Source records
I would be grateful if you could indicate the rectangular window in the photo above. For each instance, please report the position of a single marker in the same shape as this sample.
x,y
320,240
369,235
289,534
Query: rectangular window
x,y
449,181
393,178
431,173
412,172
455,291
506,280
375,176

Work instruction: Return all the data above, unaltered and complete.

Exercise response:
I would be grateful if you could indicate the rectangular window in the photo above. For each instance, please report the position of a single marker in the same shape as this sample.
x,y
320,240
369,235
289,534
Query: rectangular window
x,y
449,181
393,178
431,173
412,172
455,291
506,280
375,176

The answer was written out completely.